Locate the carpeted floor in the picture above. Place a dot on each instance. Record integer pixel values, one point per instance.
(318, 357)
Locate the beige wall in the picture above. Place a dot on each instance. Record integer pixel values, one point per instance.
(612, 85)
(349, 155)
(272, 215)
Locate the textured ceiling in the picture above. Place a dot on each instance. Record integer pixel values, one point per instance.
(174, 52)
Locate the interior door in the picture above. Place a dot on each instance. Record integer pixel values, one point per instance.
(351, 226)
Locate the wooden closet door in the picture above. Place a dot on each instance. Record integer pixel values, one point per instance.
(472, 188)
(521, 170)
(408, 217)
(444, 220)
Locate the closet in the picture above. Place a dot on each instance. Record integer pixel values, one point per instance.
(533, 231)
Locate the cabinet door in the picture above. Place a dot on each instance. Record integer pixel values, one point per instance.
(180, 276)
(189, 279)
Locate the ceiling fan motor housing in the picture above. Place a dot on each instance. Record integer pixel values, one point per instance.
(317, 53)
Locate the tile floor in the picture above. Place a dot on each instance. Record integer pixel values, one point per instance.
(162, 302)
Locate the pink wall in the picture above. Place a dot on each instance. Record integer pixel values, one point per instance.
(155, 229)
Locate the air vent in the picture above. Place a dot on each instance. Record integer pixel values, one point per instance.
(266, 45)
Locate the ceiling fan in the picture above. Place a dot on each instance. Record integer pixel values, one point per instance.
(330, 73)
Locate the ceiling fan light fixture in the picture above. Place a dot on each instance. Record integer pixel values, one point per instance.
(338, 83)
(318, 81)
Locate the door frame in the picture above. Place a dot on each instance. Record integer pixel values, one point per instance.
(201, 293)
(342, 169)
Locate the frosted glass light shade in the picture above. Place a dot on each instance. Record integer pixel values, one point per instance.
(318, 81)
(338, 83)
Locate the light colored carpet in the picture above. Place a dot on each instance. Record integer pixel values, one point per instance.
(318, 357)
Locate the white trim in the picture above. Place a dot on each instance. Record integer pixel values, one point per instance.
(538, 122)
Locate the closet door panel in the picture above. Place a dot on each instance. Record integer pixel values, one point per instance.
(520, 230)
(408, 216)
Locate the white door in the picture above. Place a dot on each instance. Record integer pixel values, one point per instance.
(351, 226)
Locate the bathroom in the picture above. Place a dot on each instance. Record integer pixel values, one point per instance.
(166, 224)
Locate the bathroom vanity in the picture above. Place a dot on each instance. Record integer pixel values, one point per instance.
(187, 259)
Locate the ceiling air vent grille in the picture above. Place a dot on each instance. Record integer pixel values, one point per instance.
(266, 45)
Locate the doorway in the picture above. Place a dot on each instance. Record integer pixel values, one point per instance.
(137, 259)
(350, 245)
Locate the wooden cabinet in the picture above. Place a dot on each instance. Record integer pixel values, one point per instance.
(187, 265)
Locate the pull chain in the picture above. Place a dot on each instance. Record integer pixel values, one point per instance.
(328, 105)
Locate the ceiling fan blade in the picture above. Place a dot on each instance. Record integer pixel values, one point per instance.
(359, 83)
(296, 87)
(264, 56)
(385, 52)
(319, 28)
----------
- _TASK STATEMENT_
Set down the full listing. Keep every line exact.

- _RESULT FOR THIS TASK_
Locate the carpeted floor in the picture above. Place a dot on each instance. Record integer pixel values, one point per instance.
(318, 357)
Locate the beige wall in the picture above. Place a dot on each instance. Record integer pixel values, one point per instance.
(612, 85)
(349, 155)
(272, 215)
Locate the textured ceiling in the picture above. Place a dot on each instance. Record integer pixel values, one point per instance.
(174, 52)
Locate the interior door in the picture above. Place a dot on each instance. Record integer pixel values, one point per instance.
(351, 226)
Locate the wooden closet door in the picture above. Place a dot on each instance. Record integer pixel values, one point per instance.
(472, 188)
(521, 170)
(408, 217)
(444, 220)
Locate the closet in the picture above. Place a dot on each instance. Record integer pixel values, one point per instance.
(533, 231)
Locate the cabinet door in the picture above. Place a dot on each instance. Record integer pixel values, one point per instance.
(180, 276)
(189, 279)
Locate the ceiling fan motor housing in the picture above. Place a dot on each instance. Record integer pixel values, one point per instance.
(317, 53)
Locate the tile floor in the picture above. Place a dot on each instance. Record integer pixel values, one point per instance.
(162, 302)
Locate the pink wall in the picture above. Place a dot on each instance. Record integer pixel values, one point per instance.
(155, 229)
Locate the air vent in the picture above. Place a dot on each instance. Record integer pixel values, one point per instance.
(266, 45)
Locate the ceiling fan in the picture above. Place a dot on each instance. Record integer pixel values, one point per instance.
(330, 73)
Locate the ceiling fan light fixture in the picture above. Place a dot on each instance. Record integer pixel values, one point per instance.
(338, 83)
(318, 81)
Locate the door frame in the picture above. Place a dot on each instance. Record integer pixel values, one point per instance.
(201, 293)
(342, 169)
Locate the frosted glass light shade in the picture above. Place a dot on each instance. Record integer pixel values, one point per instance.
(318, 81)
(338, 83)
Locate the light colored carpet in the picture above. Place a dot on each instance. Record integer pixel values, one point per instance.
(318, 357)
Locate the white trim in the picture above. Place a dot on each instance. Record integer pixel values, one point per instance.
(538, 122)
Locate the closet door panel in the picture above. Place a dot on each instance. Record integer pixel values, one point per instance.
(520, 230)
(408, 216)
Locate the white door in the picture above. Place a dot on each instance. Record integer pixel values, one point per instance.
(351, 226)
Locate the bathroom in the picture above. Place a dot on each instance. Record integer pixel values, one point per instance.
(166, 224)
Locate the bathroom vanity in the picture above. Place a dot on each instance. Record integer pixel values, one point per instance.
(187, 259)
Locate the ceiling air vent grille in the picture above. Place a dot on each instance. Record integer pixel values, one point per instance.
(266, 45)
Locate the doorway in the picture above. Place a dot on each instance. Record integer pixel values, one point per instance.
(137, 259)
(350, 245)
Locate the wooden cabinet in the picture above. Place a dot on each instance. Record integer pixel values, one point per instance.
(187, 265)
Locate the pull chain in the picture above. Place a dot on each instance. Record integer pixel values, one point per instance.
(328, 105)
Locate the ceiling fan blade in the picture above. Place a dot on each instance. Record integer pixel values, one point per instance.
(359, 83)
(296, 87)
(264, 56)
(385, 52)
(319, 28)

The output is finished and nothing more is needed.